[Text excerpt]
▼

This section describes issues that you may face when
converting from the utf8 character set to
the utf8mb4 character set, or vice versa.
The discussion here focuses primarily on converting between
utf8 and utf8mb4, but
similar principles apply to converting between the
ucs2 character set and character sets
such as utf16 or
utf32.
The utf8 and utf8mb4
character sets differ as follows:
utf8 supports only characters in the
Basic Multilingual Plane (BMP). utf8mb4
additionally supports supplementary characters that lie
outside the BMP.
utf8 uses a maximum of three bytes per
character. utf8mb4 uses a maximum of
four bytes per character.
One advantage of converting from ut8 to
utf8mb4 is that this enables applications
to use supplementary characters. One tradeoff is that this may
increase data storage space requirements.
In most respects, converting from utf8 to
utf8mb4 should present few problems. These
are the primary potential areas of incompatibility:
For the variable-length character data types
(VARCHAR and the
TEXT types), the maximum
permitted length in characters is less for
utf8mb4 columns than for
utf8 columns.
For all character data types
(CHAR,
VARCHAR, and the
TEXT types), the maximum
number of characters that can be indexed is less for
utf8mb4 columns than for
utf8 columns.
Consequently, to convert tables from utf8
to utf8mb4, it may be necessary to change
some column or index definitions.
Tables can be converted from utf8 to
utf8mb4 by using ALTER
TABLE. Suppose that a table was originally defined
as follows:
CREATE TABLE t1 ( col1 CHAR(10) CHARACTER SET utf8 COLLATE utf8_unicode_ci NOT NULL, col2 CHAR(10) CHARACTER SET utf8 COLLATE utf8_bin NOT NULL ) CHARACTER SET utf8;
The following statement converts t1 to use
utf8mb4:
ALTER TABLE t1
DEFAULT CHARACTER SET utf8mb4,
MODIFY col1 CHAR(10)
CHARACTER SET utf8mb4 COLLATE utf8mb4_unicode_ci NOT NULL,
MODIFY col2 CHAR(10)
CHARACTER SET utf8mb4 COLLATE utf8mb4_bin NOT NULL;
In terms of table content, conversion from
utf8 to utf8mb4 presents
no problems:
For a BMP character, utf8 and
utf8mb4 have identical storage
characteristics: same code values, same encoding, same
length.
For a supplementary character, utf8
cannot store the character at all, whereas
utf8mb4 requires four bytes. Because
utf8 cannot store the character at all,
utf8 columns have no supplementary
characters and you need not worry about converting
characters or losing data when converting to
utf8mb4.
In terms of table structure, the catch when converting from
utf8 to utf8mb4 is that
the maximum length of a column or index key is unchanged in
terms of bytes. Therefore, it is smaller
in terms of characters because the
maximum length of a character is four bytes instead of three.
For the CHAR,
VARCHAR, and
TEXT data types, watch for
these issues when converting your MySQL tables:
Check all definitions of utf8 columns
and make sure they will not exceed the maximum length for
the storage engine.
Check all indexes on utf8 columns and
make sure they will not exceed the maximum length for the
storage engine. Sometimes the maximum can change due to
storage engine enhancements.
If the preceding conditions apply, you must either reduce the
defined length of columns or indexes, or continue to use
utf8 rather than
utf8mb4.

▲

[Input data]
▼

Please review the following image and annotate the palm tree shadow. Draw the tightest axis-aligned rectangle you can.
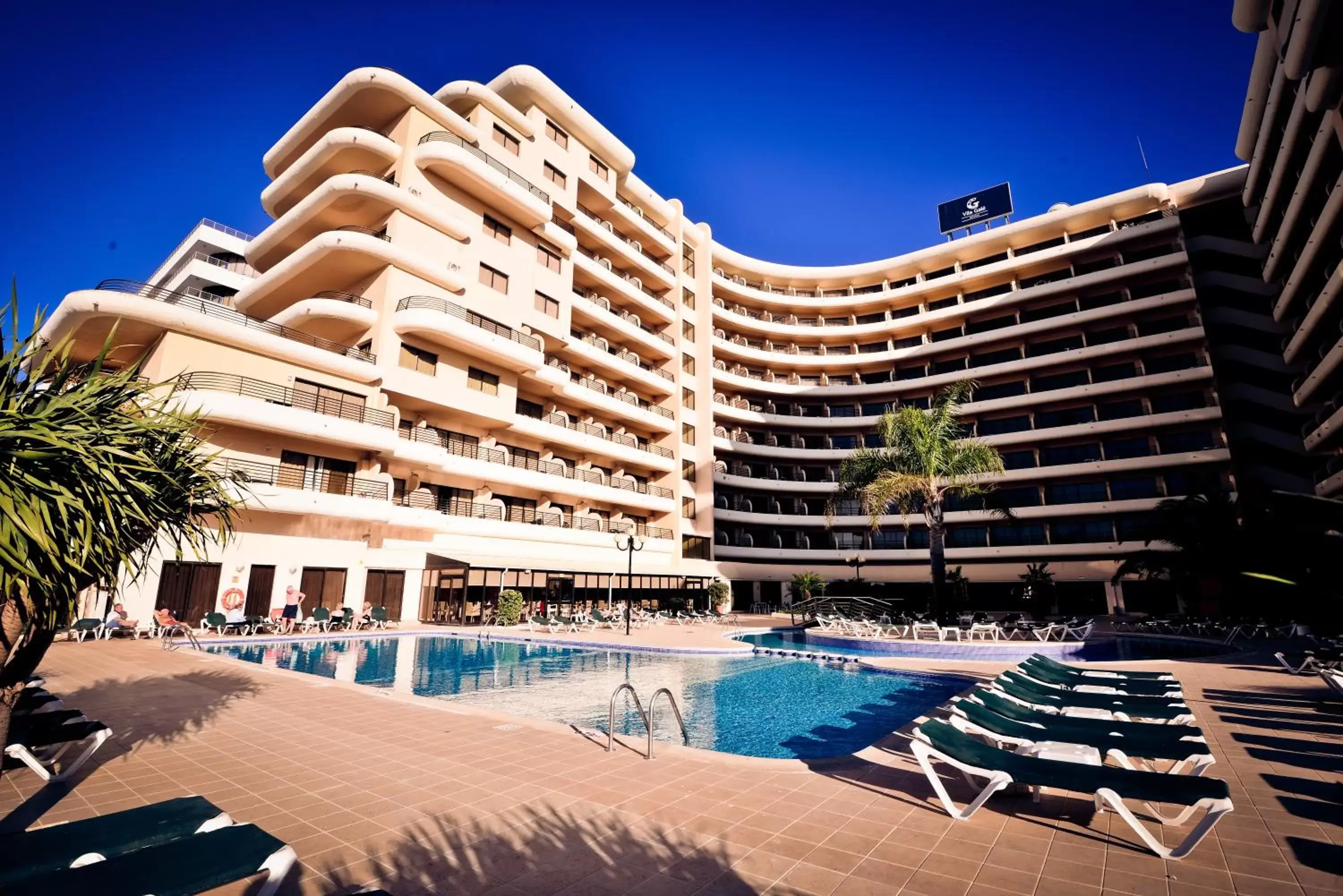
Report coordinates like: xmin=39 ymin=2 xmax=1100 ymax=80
xmin=313 ymin=807 xmax=759 ymax=895
xmin=0 ymin=669 xmax=265 ymax=833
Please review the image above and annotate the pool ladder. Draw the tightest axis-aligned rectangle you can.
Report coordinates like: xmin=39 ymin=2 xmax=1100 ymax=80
xmin=606 ymin=681 xmax=690 ymax=759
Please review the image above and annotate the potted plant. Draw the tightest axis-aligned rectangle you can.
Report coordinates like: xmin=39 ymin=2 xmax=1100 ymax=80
xmin=708 ymin=579 xmax=732 ymax=613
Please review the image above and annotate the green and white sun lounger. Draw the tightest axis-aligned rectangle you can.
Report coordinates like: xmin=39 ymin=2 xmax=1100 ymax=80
xmin=951 ymin=697 xmax=1214 ymax=775
xmin=909 ymin=719 xmax=1232 ymax=858
xmin=4 ymin=825 xmax=298 ymax=896
xmin=1026 ymin=653 xmax=1175 ymax=681
xmin=0 ymin=797 xmax=234 ymax=892
xmin=991 ymin=672 xmax=1194 ymax=724
xmin=4 ymin=720 xmax=111 ymax=783
xmin=1017 ymin=660 xmax=1185 ymax=697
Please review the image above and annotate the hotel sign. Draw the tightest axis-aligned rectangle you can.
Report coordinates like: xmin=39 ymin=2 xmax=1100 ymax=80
xmin=937 ymin=184 xmax=1011 ymax=234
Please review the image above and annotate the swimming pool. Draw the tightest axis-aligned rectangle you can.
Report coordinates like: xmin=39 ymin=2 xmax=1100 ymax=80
xmin=204 ymin=636 xmax=970 ymax=759
xmin=737 ymin=630 xmax=1228 ymax=662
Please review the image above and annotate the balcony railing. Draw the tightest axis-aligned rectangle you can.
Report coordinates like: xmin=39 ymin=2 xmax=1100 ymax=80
xmin=177 ymin=371 xmax=396 ymax=428
xmin=400 ymin=426 xmax=672 ymax=499
xmin=533 ymin=412 xmax=672 ymax=458
xmin=396 ymin=295 xmax=541 ymax=352
xmin=97 ymin=279 xmax=377 ymax=364
xmin=420 ymin=130 xmax=551 ymax=203
xmin=393 ymin=489 xmax=672 ymax=539
xmin=573 ymin=286 xmax=676 ymax=345
xmin=210 ymin=457 xmax=387 ymax=501
xmin=312 ymin=289 xmax=373 ymax=307
xmin=336 ymin=224 xmax=392 ymax=243
xmin=575 ymin=203 xmax=676 ymax=274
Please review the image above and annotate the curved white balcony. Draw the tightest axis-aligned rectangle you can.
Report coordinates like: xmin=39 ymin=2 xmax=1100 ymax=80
xmin=395 ymin=436 xmax=673 ymax=513
xmin=270 ymin=290 xmax=377 ymax=333
xmin=415 ymin=130 xmax=552 ymax=228
xmin=713 ymin=497 xmax=1162 ymax=529
xmin=234 ymin=230 xmax=466 ymax=317
xmin=392 ymin=295 xmax=545 ymax=371
xmin=569 ymin=291 xmax=676 ymax=358
xmin=509 ymin=414 xmax=676 ymax=473
xmin=713 ymin=326 xmax=1203 ymax=399
xmin=42 ymin=287 xmax=380 ymax=383
xmin=713 ymin=365 xmax=1213 ymax=430
xmin=564 ymin=334 xmax=676 ymax=395
xmin=713 ymin=184 xmax=1171 ymax=298
xmin=173 ymin=372 xmax=400 ymax=453
xmin=262 ymin=67 xmax=481 ymax=180
xmin=247 ymin=173 xmax=470 ymax=271
xmin=261 ymin=128 xmax=402 ymax=218
xmin=713 ymin=251 xmax=1193 ymax=342
xmin=569 ymin=204 xmax=676 ymax=289
xmin=573 ymin=247 xmax=676 ymax=324
xmin=713 ymin=449 xmax=1232 ymax=495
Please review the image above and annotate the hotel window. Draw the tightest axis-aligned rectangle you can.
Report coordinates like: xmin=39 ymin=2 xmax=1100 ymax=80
xmin=545 ymin=118 xmax=569 ymax=149
xmin=400 ymin=342 xmax=438 ymax=376
xmin=481 ymin=265 xmax=508 ymax=295
xmin=536 ymin=293 xmax=560 ymax=318
xmin=494 ymin=125 xmax=518 ymax=156
xmin=466 ymin=367 xmax=500 ymax=395
xmin=481 ymin=215 xmax=513 ymax=246
xmin=536 ymin=246 xmax=560 ymax=274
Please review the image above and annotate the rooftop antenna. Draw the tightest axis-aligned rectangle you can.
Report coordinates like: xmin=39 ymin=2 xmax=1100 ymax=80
xmin=1133 ymin=134 xmax=1152 ymax=183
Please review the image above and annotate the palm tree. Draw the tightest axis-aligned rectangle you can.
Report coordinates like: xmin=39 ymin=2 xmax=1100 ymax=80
xmin=826 ymin=380 xmax=1003 ymax=610
xmin=0 ymin=295 xmax=236 ymax=773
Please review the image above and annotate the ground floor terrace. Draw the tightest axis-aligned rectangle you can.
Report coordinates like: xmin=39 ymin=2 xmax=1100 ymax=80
xmin=0 ymin=627 xmax=1343 ymax=896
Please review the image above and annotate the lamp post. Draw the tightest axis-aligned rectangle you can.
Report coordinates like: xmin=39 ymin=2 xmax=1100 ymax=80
xmin=615 ymin=532 xmax=643 ymax=634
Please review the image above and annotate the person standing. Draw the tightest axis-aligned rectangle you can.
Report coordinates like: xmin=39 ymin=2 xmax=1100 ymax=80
xmin=281 ymin=586 xmax=308 ymax=634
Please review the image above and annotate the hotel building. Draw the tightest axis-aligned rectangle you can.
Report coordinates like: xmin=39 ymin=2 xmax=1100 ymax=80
xmin=44 ymin=66 xmax=1273 ymax=623
xmin=1232 ymin=0 xmax=1343 ymax=499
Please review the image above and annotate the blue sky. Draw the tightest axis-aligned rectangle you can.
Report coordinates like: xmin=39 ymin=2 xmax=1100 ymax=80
xmin=0 ymin=0 xmax=1254 ymax=332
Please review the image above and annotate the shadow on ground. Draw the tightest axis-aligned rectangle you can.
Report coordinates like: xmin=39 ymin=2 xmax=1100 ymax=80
xmin=313 ymin=806 xmax=768 ymax=896
xmin=0 ymin=669 xmax=263 ymax=833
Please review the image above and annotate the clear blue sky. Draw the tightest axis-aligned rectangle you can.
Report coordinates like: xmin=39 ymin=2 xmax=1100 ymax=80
xmin=0 ymin=0 xmax=1254 ymax=332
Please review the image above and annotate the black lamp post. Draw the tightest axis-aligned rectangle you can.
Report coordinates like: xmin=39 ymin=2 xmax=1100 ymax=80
xmin=615 ymin=532 xmax=643 ymax=634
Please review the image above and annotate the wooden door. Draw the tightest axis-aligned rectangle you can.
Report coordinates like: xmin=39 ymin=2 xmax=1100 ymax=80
xmin=364 ymin=570 xmax=406 ymax=619
xmin=243 ymin=564 xmax=275 ymax=617
xmin=154 ymin=560 xmax=219 ymax=625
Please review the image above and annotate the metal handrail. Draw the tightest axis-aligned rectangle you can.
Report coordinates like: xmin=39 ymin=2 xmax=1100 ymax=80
xmin=396 ymin=295 xmax=541 ymax=352
xmin=647 ymin=688 xmax=690 ymax=759
xmin=176 ymin=371 xmax=396 ymax=428
xmin=419 ymin=130 xmax=551 ymax=203
xmin=94 ymin=279 xmax=377 ymax=364
xmin=606 ymin=681 xmax=653 ymax=752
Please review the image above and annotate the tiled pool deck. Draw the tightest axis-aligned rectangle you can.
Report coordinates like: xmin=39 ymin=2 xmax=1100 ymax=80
xmin=0 ymin=634 xmax=1343 ymax=896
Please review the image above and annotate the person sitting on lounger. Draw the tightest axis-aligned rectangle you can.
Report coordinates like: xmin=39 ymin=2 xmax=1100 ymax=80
xmin=103 ymin=603 xmax=140 ymax=629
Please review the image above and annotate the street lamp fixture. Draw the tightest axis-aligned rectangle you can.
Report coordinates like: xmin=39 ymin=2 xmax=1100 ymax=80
xmin=615 ymin=532 xmax=643 ymax=634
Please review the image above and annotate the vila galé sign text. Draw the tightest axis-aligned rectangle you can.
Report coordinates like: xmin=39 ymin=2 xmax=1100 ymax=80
xmin=937 ymin=184 xmax=1011 ymax=234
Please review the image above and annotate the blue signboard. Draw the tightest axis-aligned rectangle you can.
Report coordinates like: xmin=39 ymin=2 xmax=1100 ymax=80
xmin=937 ymin=184 xmax=1011 ymax=234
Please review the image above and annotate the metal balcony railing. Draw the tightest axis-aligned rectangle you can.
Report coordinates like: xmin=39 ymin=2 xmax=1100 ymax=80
xmin=176 ymin=371 xmax=396 ymax=428
xmin=97 ymin=279 xmax=377 ymax=364
xmin=210 ymin=457 xmax=387 ymax=501
xmin=396 ymin=295 xmax=541 ymax=352
xmin=420 ymin=130 xmax=551 ymax=203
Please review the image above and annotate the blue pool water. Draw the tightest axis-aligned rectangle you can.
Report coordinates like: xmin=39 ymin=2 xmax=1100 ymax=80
xmin=207 ymin=636 xmax=970 ymax=759
xmin=739 ymin=631 xmax=1226 ymax=662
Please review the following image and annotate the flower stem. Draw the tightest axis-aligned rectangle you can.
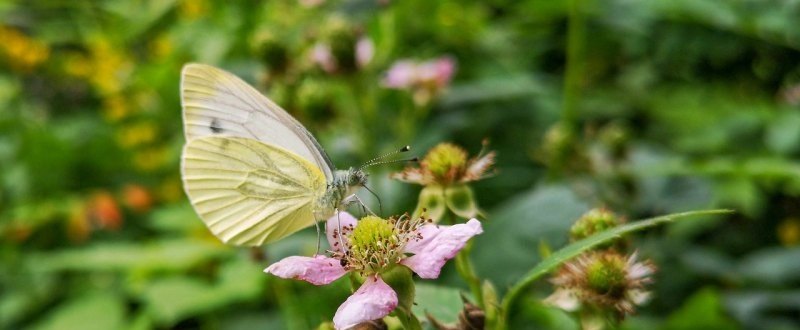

▲

[Given instruction A] In the entries, everything from the line containing "Please review the image above and annotate the metal balcony" down to the last entry, replace "rectangle" with "box" and give those lines back with nothing else changed. Leave the pictures out.
[Given instruction B] Extend the text on converting MySQL tables between utf8 and utf8mb4, picking up after its final sentence.

[Result A]
Please review the image above and annotate the metal balcony railing. Draw the tightest axis-aligned box you can.
Report coordinates like: xmin=39 ymin=2 xmax=1100 ymax=80
xmin=176 ymin=371 xmax=396 ymax=428
xmin=97 ymin=279 xmax=377 ymax=364
xmin=210 ymin=457 xmax=387 ymax=501
xmin=396 ymin=295 xmax=541 ymax=352
xmin=420 ymin=130 xmax=551 ymax=203
Please review the image above and annotate the blue pool water. Draw the tightest axis-aligned box you can.
Report coordinates like: xmin=39 ymin=2 xmax=1100 ymax=80
xmin=207 ymin=636 xmax=970 ymax=759
xmin=739 ymin=631 xmax=1226 ymax=662
Please review the following image and annotate the flower stem. Draw the tightest axis-aligned box you can.

[Result B]
Here are some examples where structural changes may be needed:
A TINYTEXT column can hold
up to 255 bytes, so it can hold up to 85 3-byte or 63
4-byte characters. Suppose that you have a
TINYTEXT column that uses
utf8 but must be able to contain more
than 63 characters. You cannot convert it to
utf8mb4 unless you also change the data
type to a longer type such as
TEXT.
Similarly, a very long
VARCHAR column may need to
be changed to one of the longer
TEXT types if you want to
convert it from utf8 to
utf8mb4.
InnoDB has a maximum index length of
767 bytes for tables that use
COMPACT
or
REDUNDANT
row format, so for utf8 or
utf8mb4 columns, you can index a
maximum of 255 or 191 characters, respectively. If you
currently have utf8 columns with
indexes longer than 191 characters, you must index a
smaller number of characters.
In an InnoDB table that uses
COMPACT
or
REDUNDANT
row format, these column and index definitions are legal:
col1 VARCHAR(500) CHARACTER SET utf8, INDEX (col1(255))
To use utf8mb4 instead, the index must
be smaller:
col1 VARCHAR(500) CHARACTER SET utf8mb4, INDEX (col1(191))
For InnoDB tables that use
COMPRESSED
or
DYNAMIC
row format, you can enable the
innodb_large_prefix
option to permit index
key prefixes longer than 767 bytes (up to 3072
bytes). Creating such tables also requires the option
values
innodb_file_format=barracuda
and
innodb_file_per_table=true.)
In this case, enabling the
innodb_large_prefix
option enables you to index a maximum of 1024 or 768
characters for utf8 or
utf8mb4 columns, respectively. For
related information, see
Section 14.8.8, “Limits on InnoDB Tables”.
The preceding types of changes are most likely to be required
only if you have very long columns or indexes. Otherwise, you
should be able to convert your tables from
utf8 to utf8mb4 without
problems, using ALTER TABLE as
described previously.
The following items summarize other potential areas of incompatibility:
Performance of 4-byte UTF-8 (utf8mb4)
is slower than for 3-byte UTF-8 (utf8).
To avoid this penalty, continue to use
utf8.
SET NAMES 'utf8mb4' causes use of the
4-byte character set for connection character sets. As
long as no 4-byte characters are sent from the server,
there should be no problems. Otherwise, applications that
expect to receive a maximum of three bytes per character
may have problems. Conversely, applications that expect to
send 4-byte characters must ensure that the server
understands them. More generally, applications cannot send
utf8mb4, utf16,
utf16le, or utf32
data to an older server that does not understand it:
utf8mb4, utf16,
and utf32 are not recognized before
MySQL 5.5.3.
utf16le is not recognized before
MySQL 5.6.1.
For replication, if character sets that support
supplementary characters are to be used on the master, all
slaves must understand them as well. If you attempt to
replicate from a newer master to an older slave,
utf8 data will be seen as
utf8 by the slave and should replicate
correctly. But you cannot send utf8mb4,
utf16, utf16le, or
utf32 data to an older slave that does
not understand it:
utf8mb4, utf16,
and utf32 are not recognized before
MySQL 5.5.3.
utf16le is not recognized before
MySQL 5.6.1.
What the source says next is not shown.